Reproduce exactly the lines from the one containing "Note: the class marks the black bowl" through the last line of the data, both ends included.

start DATA LINES

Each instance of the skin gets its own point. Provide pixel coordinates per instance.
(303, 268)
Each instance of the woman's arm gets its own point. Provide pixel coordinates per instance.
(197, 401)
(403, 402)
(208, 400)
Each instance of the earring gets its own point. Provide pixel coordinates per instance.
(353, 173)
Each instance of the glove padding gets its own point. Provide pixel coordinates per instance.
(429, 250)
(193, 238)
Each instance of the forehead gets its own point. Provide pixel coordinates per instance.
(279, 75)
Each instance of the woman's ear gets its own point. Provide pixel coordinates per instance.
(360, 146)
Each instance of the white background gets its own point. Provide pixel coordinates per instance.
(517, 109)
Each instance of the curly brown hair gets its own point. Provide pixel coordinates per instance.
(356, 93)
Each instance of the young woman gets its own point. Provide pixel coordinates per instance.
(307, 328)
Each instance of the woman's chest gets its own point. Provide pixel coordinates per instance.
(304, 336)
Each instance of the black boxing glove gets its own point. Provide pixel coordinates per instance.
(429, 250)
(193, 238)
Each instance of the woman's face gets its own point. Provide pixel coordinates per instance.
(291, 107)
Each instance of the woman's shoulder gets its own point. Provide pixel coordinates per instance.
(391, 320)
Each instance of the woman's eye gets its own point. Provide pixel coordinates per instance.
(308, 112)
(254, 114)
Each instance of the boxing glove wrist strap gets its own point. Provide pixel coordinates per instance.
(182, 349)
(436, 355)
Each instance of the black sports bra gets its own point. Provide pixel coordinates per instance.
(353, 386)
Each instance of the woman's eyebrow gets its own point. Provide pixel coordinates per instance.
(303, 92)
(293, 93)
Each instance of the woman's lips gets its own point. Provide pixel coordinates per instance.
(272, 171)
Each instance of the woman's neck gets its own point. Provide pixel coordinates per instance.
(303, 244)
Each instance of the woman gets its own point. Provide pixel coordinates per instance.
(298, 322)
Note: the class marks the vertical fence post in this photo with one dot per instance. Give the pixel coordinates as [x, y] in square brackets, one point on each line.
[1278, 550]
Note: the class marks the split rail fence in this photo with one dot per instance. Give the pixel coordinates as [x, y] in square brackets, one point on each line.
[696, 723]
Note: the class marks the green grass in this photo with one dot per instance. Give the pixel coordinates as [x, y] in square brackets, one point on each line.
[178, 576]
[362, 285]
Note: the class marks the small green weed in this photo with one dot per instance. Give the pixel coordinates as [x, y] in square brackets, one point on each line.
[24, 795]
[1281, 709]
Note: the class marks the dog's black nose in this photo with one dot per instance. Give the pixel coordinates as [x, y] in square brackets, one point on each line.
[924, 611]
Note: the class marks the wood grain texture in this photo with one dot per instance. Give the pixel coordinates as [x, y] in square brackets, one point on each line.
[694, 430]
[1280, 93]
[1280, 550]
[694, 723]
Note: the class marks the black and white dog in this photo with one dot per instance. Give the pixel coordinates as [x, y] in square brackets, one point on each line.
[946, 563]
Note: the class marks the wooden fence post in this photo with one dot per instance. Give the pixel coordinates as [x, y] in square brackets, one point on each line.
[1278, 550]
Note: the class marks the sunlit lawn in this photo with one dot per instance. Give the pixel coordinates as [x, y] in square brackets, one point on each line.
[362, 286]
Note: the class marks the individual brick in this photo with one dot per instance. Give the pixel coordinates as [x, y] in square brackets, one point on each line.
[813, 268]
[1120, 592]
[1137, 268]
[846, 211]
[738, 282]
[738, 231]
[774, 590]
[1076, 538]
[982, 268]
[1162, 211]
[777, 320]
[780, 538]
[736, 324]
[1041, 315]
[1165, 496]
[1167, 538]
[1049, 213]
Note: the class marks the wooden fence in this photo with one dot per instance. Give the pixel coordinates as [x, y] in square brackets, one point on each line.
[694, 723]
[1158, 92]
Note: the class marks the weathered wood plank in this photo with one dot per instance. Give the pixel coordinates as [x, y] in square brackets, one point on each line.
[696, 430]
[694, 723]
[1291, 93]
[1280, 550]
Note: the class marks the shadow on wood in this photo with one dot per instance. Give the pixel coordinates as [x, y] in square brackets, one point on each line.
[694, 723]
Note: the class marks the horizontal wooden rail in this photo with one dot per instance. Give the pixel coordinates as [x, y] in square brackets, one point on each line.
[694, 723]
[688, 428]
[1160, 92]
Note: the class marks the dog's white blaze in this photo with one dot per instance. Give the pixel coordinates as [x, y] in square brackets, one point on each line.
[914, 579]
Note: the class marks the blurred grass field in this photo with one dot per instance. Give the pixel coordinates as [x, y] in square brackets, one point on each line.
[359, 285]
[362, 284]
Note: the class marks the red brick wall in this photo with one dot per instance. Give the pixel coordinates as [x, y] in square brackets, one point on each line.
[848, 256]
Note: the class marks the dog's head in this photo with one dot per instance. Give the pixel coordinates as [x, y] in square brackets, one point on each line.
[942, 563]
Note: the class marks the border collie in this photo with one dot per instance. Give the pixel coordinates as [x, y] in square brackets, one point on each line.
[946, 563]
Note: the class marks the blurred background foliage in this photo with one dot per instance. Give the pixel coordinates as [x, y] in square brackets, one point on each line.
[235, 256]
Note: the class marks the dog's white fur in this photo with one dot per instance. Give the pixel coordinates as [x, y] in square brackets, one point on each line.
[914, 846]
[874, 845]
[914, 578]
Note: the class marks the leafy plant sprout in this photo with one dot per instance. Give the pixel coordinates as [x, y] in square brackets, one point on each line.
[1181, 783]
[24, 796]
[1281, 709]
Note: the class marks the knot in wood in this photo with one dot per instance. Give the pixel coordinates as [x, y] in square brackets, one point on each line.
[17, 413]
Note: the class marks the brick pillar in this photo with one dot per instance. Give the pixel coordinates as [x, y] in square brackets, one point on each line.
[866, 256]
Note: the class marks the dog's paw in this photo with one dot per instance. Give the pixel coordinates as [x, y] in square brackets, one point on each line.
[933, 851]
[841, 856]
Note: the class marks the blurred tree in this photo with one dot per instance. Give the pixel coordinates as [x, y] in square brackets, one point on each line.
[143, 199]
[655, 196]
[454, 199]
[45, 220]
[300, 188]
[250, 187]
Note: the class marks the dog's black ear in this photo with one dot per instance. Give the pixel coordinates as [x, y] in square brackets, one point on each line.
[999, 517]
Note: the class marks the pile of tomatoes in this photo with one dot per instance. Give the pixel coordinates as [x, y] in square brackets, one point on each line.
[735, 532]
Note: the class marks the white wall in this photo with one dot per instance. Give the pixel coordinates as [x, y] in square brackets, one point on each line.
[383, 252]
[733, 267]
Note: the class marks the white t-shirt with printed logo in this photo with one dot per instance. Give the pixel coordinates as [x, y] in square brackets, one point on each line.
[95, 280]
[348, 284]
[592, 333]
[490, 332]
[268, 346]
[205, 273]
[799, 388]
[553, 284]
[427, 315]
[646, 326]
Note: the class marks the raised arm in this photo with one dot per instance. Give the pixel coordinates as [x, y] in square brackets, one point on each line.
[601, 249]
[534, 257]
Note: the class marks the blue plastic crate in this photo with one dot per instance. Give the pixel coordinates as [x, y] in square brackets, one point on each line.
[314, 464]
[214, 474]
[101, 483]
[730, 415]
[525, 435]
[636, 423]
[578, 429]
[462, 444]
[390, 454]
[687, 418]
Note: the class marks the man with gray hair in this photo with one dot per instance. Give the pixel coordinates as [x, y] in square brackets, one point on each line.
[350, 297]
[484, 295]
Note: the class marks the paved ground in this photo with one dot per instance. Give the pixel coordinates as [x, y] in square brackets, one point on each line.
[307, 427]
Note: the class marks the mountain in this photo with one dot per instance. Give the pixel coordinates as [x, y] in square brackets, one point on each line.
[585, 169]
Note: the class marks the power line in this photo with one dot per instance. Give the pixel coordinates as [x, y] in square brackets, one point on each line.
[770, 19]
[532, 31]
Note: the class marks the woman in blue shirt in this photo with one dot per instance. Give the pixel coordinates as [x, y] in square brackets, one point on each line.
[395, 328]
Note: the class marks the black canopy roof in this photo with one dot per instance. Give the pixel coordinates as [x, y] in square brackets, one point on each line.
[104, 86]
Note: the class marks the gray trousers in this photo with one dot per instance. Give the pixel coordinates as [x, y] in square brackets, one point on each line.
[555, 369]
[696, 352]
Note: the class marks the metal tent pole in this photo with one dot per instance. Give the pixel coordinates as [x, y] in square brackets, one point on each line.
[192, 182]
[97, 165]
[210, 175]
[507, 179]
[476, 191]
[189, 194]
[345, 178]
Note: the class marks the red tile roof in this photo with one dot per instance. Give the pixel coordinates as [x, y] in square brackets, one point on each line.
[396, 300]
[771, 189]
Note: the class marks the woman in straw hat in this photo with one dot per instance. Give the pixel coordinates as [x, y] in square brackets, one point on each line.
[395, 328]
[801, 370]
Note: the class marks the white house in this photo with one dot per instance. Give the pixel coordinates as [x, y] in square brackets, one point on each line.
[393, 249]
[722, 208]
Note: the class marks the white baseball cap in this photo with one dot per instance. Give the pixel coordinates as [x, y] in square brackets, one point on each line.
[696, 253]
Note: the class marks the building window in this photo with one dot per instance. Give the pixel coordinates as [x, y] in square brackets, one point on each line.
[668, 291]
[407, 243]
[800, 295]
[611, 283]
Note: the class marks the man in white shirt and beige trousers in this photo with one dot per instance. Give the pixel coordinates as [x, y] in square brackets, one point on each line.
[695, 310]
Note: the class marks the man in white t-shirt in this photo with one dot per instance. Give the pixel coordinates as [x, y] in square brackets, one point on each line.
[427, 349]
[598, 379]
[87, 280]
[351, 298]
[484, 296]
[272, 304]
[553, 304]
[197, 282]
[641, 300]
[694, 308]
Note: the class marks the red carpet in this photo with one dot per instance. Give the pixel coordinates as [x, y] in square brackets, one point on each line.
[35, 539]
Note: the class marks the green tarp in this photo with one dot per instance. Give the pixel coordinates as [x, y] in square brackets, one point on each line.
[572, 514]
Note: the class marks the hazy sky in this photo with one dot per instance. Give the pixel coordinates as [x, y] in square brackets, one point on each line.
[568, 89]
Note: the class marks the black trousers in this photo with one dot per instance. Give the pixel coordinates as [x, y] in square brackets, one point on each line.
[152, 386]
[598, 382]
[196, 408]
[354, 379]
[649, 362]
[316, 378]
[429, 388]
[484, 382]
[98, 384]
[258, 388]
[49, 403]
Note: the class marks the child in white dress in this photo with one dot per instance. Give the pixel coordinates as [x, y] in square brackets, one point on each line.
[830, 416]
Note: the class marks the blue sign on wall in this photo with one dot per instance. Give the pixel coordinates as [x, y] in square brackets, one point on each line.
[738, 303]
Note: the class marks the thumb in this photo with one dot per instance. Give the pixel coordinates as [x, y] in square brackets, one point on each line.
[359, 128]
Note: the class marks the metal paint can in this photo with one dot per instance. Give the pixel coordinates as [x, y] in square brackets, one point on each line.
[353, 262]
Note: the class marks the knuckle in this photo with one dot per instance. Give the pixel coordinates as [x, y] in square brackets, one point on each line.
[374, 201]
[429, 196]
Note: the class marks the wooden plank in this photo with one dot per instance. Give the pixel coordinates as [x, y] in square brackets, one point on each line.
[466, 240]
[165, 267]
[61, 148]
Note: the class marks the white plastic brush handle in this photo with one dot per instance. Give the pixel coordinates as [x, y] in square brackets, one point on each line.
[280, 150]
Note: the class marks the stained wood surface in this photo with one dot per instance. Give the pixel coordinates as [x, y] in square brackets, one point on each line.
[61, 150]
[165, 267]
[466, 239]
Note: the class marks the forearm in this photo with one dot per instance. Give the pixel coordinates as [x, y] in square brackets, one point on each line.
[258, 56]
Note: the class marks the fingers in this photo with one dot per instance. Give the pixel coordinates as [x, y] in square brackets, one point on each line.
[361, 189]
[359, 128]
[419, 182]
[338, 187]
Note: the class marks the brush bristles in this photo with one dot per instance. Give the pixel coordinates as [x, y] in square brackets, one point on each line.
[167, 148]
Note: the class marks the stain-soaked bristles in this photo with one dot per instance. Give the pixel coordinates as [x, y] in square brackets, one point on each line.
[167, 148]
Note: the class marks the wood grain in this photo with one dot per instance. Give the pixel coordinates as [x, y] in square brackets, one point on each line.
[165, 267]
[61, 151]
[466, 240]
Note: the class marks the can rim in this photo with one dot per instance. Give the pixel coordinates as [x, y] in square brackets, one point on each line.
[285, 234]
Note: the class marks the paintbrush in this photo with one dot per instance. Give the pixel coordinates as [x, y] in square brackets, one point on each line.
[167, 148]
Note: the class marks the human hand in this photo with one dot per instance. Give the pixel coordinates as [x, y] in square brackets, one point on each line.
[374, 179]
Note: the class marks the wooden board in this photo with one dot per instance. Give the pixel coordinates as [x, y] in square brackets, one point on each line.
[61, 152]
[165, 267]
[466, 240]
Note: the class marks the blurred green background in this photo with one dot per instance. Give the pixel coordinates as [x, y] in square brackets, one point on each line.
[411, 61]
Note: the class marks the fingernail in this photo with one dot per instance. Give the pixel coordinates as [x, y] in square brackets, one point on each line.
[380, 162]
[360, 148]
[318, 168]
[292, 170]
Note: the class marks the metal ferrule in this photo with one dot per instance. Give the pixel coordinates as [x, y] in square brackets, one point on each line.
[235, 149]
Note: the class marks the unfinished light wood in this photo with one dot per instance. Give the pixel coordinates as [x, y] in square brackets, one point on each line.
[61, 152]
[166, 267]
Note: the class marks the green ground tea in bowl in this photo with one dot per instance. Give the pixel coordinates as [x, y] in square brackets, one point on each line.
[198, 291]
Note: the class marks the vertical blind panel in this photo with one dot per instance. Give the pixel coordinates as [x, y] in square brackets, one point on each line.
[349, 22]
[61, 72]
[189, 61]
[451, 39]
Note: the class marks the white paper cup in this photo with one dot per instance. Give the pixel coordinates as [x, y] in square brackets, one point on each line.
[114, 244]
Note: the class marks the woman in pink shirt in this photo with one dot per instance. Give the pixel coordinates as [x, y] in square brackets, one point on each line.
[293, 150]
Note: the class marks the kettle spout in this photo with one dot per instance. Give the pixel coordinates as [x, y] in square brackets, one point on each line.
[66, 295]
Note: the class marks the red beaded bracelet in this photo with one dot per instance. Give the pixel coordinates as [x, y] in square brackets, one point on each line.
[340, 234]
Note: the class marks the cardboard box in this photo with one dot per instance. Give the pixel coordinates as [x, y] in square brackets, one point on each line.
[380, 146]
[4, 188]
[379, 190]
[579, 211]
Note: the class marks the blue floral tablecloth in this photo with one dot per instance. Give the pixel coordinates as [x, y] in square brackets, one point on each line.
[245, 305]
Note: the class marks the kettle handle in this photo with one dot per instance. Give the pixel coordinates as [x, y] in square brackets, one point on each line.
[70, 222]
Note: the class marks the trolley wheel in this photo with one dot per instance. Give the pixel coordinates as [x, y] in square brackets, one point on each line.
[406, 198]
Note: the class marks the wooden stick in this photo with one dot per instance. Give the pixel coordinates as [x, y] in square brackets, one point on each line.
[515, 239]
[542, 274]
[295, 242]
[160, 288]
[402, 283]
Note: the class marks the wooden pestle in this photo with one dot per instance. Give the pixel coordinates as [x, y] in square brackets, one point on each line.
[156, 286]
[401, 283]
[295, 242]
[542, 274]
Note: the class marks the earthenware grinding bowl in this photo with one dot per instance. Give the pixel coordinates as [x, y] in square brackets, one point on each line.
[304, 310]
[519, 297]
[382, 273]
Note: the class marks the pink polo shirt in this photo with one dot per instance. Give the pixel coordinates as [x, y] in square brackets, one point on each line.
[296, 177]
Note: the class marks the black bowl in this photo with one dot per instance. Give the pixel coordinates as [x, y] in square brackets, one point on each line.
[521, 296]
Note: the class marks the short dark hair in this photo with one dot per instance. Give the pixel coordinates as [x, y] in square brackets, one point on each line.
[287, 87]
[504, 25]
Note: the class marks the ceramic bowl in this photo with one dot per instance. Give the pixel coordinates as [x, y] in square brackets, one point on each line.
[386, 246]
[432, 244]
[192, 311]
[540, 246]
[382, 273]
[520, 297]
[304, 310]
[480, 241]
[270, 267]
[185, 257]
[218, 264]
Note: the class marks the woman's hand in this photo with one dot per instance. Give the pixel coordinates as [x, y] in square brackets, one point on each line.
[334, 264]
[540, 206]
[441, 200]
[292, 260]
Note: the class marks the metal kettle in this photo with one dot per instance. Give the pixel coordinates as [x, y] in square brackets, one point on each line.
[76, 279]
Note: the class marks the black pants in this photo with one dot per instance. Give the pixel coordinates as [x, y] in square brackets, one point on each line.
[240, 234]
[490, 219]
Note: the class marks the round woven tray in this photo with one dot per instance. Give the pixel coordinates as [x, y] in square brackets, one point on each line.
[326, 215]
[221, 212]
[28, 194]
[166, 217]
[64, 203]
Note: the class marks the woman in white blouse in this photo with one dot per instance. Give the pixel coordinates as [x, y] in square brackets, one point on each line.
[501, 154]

end DATA LINES

● ANSWER TO THIS TASK:
Note: the class marks the black bowl in this photo with one dot per instance. Give the pixel coordinates as [x, y] in square brackets, one point on each line.
[521, 296]
Note: the class marks the short dark hair in this photo with one dot per instance. Give the pixel coordinates as [x, y] in square brackets, one point on each line.
[287, 87]
[504, 25]
Note: the class marks the ceramic bowl in this photo with one dot per instance. Give the pixel coordinates as [x, y] in square brackets, one point on each line.
[386, 246]
[432, 244]
[192, 311]
[540, 246]
[382, 273]
[520, 297]
[304, 310]
[480, 241]
[270, 267]
[185, 257]
[218, 264]
Note: the class marks the woman's hand in this photo with one dot per instance. Give the pixel coordinates as [x, y] in square brackets, one point on each line.
[334, 264]
[540, 206]
[441, 200]
[292, 260]
Note: the class marks the metal kettle in this photo with one dot per instance. Give the pixel coordinates as [x, y] in square brackets, one point on each line.
[76, 279]
Note: the class marks the black pants in this photo with one dot per instance. Give the pixel coordinates as [x, y] in square brackets, one point on each line.
[240, 234]
[490, 219]
Note: the class marks the round woven tray in this photo with one dot per instance. Give the pixel coordinates as [x, y] in square brackets, one point on each line.
[326, 215]
[221, 212]
[28, 194]
[166, 217]
[64, 203]
Note: the class marks the woman in white blouse in this photo with one dot per instance. Give the pixel coordinates as [x, y] in square brackets, one point on each line.
[501, 154]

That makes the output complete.